## READING PASSAGE:
____

RPM loss

jsenske1

New Member
Feb 14, 2009
41
michigan
Boat Info
1979 240 srv hardtop
Engines
chevy 350
I have a 79' 24'srv hardtop with a chevy 350. I normally run at about 3500rpm's, but all of a sudden i can't get over 2800. What would cause this decline? I can hardly get the boat on plane. The rpm's do go up at times, but is very sporatic. I had previously changed the plugs, water/fuel seperator etc and it was running great. Could this be a sign of a bigger problem? Could it be related to "bad" gas? I did notice a small nick out of my prop, could this cause it? Any help would be great. I just need a place to start. Oh, it does have a "quadra junk" which was rebuilt last year. Thanks again.

____

## INFORMATION SUPPLIED:

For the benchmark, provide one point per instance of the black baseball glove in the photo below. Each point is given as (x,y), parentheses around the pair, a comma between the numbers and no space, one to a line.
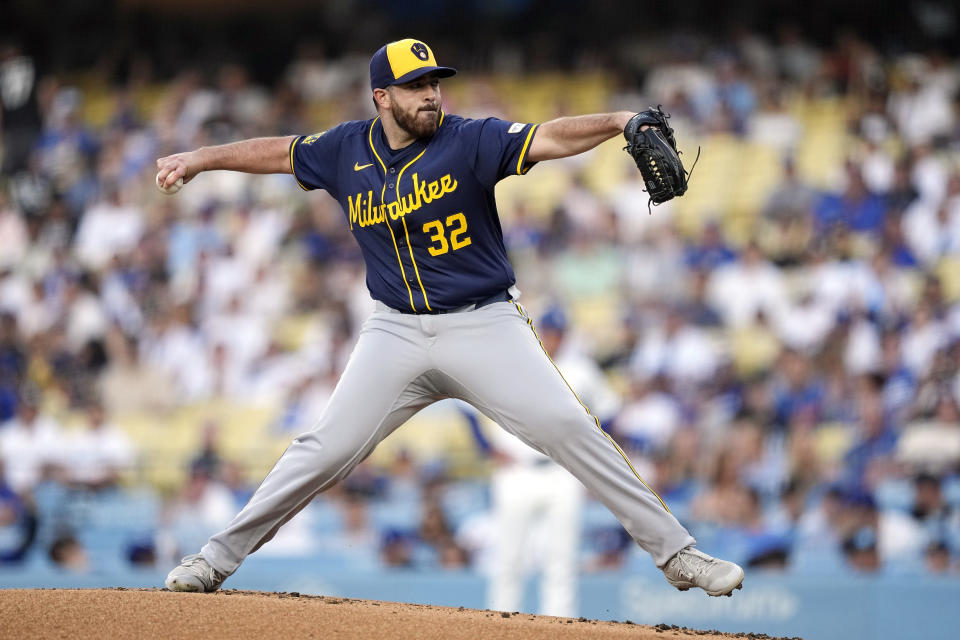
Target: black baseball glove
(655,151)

____

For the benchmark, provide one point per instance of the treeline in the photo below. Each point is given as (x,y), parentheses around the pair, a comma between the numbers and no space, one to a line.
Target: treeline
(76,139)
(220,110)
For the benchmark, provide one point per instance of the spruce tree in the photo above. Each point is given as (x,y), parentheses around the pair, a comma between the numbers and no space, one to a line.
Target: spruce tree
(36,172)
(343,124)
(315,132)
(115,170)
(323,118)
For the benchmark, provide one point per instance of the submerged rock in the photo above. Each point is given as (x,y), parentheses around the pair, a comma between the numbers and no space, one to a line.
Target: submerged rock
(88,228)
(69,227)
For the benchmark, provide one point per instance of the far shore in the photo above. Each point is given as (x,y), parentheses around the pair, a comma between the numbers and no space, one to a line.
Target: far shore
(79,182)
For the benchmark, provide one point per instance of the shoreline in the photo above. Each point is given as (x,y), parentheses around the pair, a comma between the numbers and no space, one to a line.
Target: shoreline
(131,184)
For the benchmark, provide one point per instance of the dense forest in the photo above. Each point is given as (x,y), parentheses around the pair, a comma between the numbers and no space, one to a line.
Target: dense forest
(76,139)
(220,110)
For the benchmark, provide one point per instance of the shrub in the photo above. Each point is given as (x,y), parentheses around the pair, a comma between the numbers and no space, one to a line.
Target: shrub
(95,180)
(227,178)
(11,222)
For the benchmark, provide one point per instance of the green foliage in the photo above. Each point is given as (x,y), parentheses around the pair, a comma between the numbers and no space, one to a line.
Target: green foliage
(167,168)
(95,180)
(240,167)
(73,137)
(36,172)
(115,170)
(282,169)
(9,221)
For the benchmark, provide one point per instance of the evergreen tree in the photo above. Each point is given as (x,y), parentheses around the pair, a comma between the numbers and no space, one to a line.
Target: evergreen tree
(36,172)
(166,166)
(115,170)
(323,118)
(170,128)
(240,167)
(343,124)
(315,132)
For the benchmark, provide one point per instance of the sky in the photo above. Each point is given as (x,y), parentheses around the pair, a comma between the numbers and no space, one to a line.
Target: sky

____

## WORK TO DO:
1 > In the forum post about RPM loss, condense the paragraph beginning "I have a 79' 24'srv hardtop" into a bulleted list that keeps its main facts.
2 > Carry on the forum post about RPM loss, beginning after its final sentence.

## THE REPLIES:
1 >
- Boat: 1979 24' SRV hardtop with a Chevy 350 and a Quadrajet carburetor, which was rebuilt last year
- Usual running speed: about 3,500 RPM
- Current problem: RPM suddenly won't go above 2,800, and the boat can hardly get on plane
- RPM occasionally rises, but only sporadically
- Recent maintenance: plugs and water/fuel separator were replaced, and the engine ran well afterward
- Possible causes the poster asks about: a larger underlying problem, bad gas, or a small nick in the propeller
- Request: a place to start troubleshooting

2 >
I will take a stab at this being that someone here helped me out two years ago with a similar problem. I had no rpm's over 2400-2800, seemingly after a while getting up to 2800 it would occasionally get to 3000 then drop back down (is it sounding familar?), filters changed, plugs changed = NO CHANGE!; I checked the bottom for growth (some - cleaned -> NO CHANGE); maybe prop (I always wanted a stainless) $$$ - got 400 rpm more ??. I posted here and someone suggested replacing the ignition coil (it's a 92') $65 later it runs purrfectly! No promises but unless you REALLY want a stainless prop......YMMV - Good Luck! - Jeff
 
thanks for the help. I am no mechanic, but have a basic understanding of engines, how does the ignition coil relate to rpm's? Could it be a sign of a fuel delivery problem? maybe a pump? thanks again.
 
As the RPMs go up, the coil must "fire" faster. A V8 turning 1000 RPMs needs the coil to fire 8000 times a minute. Bump the RPMs to 3500 and the coil needs to fire 28000 times per minute.

Sometimes when a coil goes bad it just can't do the high RPMs any more, but it may still work fine at a lower RPM.

Michael
 
I had a similar problem on a 1979 chevy 350. If you have the original distributor still on the motor the internal flyweights in the dist. may be stuck open or closed preventing the timing from advancing as it should with the rpm increasing and decreasing. If you added a electronic upgrage kit to the dist. the advancer weights are still used.I replaced the entire dist. with an electronic unit with coil and wires. Parts around 400.00 Good luck.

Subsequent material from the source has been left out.